Texte à lire:
╔══
CROI 2012 — Tout le monde vieillit, même les Charter

Le Pr Gilles Pialoux est à la CROI 2012, qui se tient cette année à Seattle, du 5 au 8 mars, et coordonne le E-journal en direct de la CROI 2011 pour La Lettre de l’infectiologue.

> Consulter Le E-journal en direct de la CROI 2012.

Washington State Convention Center, Seattle, 19e Conférence sur les Rétrovirus et les Infections Opportunistes (CROI). Aucun folklore apparent pour le deuxième jour de cette conférence, rendez-vous mondial de la lutte contre le sida côté sciences dures. Ni folklore local, ni pharmaceutique (les laboratoires sont interdits de stand et d’inscription comme tel, mais tous présents) ni communautaire, si l’on excepte une groupe de trans nord-américains qui déambule dans les allés aseptisées du centre de congrès. Le climat est studieux.

Rien ne peut néanmoins nous faire oublier que l’on est aux Etats-Unis. Pas plus les trois allumés isolés qui manifestent devant le centre dans l’indifférence totale au cris de «Stop the IIId world war!» avec la photo d’Obama affublé d’une moustache hitlérienne, que la volontaire, handicapée et obèse, en chaise électronique, qui surveille le port du badge devant l’escalator qui conduit aux salles de sessions ou de plénière. Comme si sa (sur)vie en dépendait.

Pas non plus cet humour à trois dollars dont s’équipent parfois certaines communications orales. S’agissant de la CROI 2012, le maitre jeu de mot tournait autour du mot «ART», ces traitements antirétroviraux que l’on appelle plus HAART mais ART, sous entendu qu’ils sont tous Highly Active.

On a donc eu droit à l’appellation «popART» pour l’essai HPTN 071, essai de Tasp mené en Zambie et en Afrique du Sud, mais aussi à «ART for prevention: the science and the art», et bien-sûr au «State of the ART»… Stop!
╚══
Extraits du matériel:
╔══
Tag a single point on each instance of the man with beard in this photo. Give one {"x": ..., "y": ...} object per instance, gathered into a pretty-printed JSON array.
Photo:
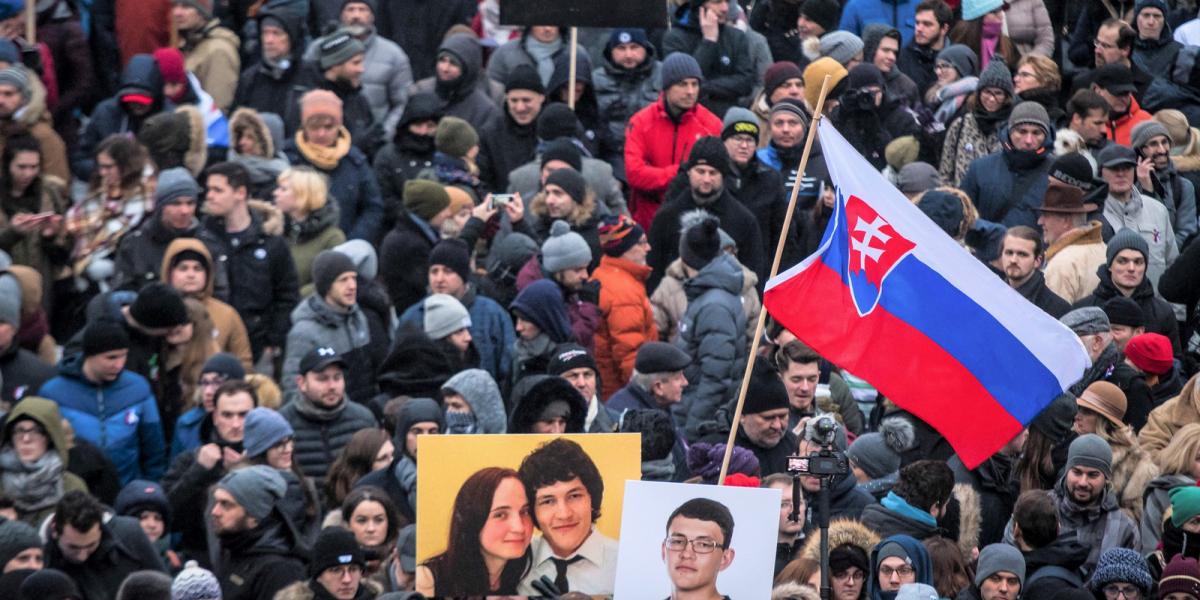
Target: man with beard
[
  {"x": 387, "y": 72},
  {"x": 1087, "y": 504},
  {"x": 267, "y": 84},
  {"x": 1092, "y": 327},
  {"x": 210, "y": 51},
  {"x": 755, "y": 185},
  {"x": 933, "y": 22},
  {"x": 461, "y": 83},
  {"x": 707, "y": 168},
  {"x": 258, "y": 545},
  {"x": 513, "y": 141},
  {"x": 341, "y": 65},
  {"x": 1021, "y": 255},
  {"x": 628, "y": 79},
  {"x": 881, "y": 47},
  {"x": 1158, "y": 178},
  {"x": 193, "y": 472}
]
╚══
╔══
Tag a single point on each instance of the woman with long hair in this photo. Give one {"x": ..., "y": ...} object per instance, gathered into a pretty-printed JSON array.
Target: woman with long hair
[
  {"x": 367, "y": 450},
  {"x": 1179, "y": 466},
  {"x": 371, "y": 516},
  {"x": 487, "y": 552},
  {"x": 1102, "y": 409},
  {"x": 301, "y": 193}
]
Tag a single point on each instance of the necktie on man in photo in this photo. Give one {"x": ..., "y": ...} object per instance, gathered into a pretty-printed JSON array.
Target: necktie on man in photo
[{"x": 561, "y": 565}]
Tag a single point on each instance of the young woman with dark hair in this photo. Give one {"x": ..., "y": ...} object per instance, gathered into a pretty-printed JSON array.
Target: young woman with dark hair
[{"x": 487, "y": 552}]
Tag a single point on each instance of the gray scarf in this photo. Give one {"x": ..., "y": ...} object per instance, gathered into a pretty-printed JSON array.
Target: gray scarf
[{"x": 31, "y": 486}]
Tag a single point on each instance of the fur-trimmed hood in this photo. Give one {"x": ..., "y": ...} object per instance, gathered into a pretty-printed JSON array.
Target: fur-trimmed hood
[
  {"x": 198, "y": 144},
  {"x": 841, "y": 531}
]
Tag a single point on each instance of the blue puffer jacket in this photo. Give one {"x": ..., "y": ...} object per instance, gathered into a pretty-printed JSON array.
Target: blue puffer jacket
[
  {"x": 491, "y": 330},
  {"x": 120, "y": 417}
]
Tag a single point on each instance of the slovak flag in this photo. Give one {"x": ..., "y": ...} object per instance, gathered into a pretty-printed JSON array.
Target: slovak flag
╚══
╔══
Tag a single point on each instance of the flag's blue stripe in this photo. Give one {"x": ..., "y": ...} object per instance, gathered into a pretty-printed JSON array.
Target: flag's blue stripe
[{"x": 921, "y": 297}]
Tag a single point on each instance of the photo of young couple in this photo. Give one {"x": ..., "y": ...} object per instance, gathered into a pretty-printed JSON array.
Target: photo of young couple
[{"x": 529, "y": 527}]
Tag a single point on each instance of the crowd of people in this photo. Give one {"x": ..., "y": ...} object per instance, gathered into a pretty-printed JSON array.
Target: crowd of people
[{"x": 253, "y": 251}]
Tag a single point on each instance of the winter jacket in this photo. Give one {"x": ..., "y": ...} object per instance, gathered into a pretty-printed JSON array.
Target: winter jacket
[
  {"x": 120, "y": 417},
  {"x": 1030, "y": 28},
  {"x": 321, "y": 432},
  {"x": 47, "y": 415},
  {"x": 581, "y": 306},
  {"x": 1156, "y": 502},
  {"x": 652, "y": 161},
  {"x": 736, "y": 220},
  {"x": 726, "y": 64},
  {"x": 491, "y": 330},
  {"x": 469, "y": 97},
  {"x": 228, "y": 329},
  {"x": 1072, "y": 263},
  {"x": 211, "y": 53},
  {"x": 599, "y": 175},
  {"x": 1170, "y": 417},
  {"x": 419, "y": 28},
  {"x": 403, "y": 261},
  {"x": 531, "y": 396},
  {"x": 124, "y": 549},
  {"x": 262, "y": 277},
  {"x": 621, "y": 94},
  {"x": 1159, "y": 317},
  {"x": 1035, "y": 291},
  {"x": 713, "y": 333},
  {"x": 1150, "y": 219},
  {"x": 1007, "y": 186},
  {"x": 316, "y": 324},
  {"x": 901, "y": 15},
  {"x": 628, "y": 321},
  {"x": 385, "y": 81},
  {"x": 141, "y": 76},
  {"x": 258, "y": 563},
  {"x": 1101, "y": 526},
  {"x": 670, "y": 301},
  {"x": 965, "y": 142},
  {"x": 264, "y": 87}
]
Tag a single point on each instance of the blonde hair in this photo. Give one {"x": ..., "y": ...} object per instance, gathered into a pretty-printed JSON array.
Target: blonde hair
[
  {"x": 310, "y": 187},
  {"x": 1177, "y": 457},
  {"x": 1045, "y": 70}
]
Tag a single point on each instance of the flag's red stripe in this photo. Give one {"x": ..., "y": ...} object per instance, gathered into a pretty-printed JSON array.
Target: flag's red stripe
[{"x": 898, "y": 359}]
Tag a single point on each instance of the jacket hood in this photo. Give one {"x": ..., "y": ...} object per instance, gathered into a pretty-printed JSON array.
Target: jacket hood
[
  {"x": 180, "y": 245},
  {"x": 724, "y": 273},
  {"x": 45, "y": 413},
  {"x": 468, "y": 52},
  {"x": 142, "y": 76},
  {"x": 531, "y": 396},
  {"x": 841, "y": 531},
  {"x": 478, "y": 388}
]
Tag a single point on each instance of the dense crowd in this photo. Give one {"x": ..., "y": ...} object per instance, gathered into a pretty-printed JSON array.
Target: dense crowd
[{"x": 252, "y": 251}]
╚══
Consignes:
1. Recopiez fidèlement le passage du texte sur la CROI 2012, de « CROI 2012 — » à « la CROI 2012. ».
2. D'après le texte sur la CROI 2012, dans quelle ville et à quelles dates se tient cette conférence ?

Corrigé:
1.
CROI 2012 — Tout le monde vieillit, même les Charter

Le Pr Gilles Pialoux est à la CROI 2012, qui se tient cette année à Seattle, du 5 au 8 mars, et coordonne le E-journal en direct de la CROI 2011 pour La Lettre de l’infectiologue.

> Consulter Le E-journal en direct de la CROI 2012.

2. À Seattle, du 5 au 8 mars.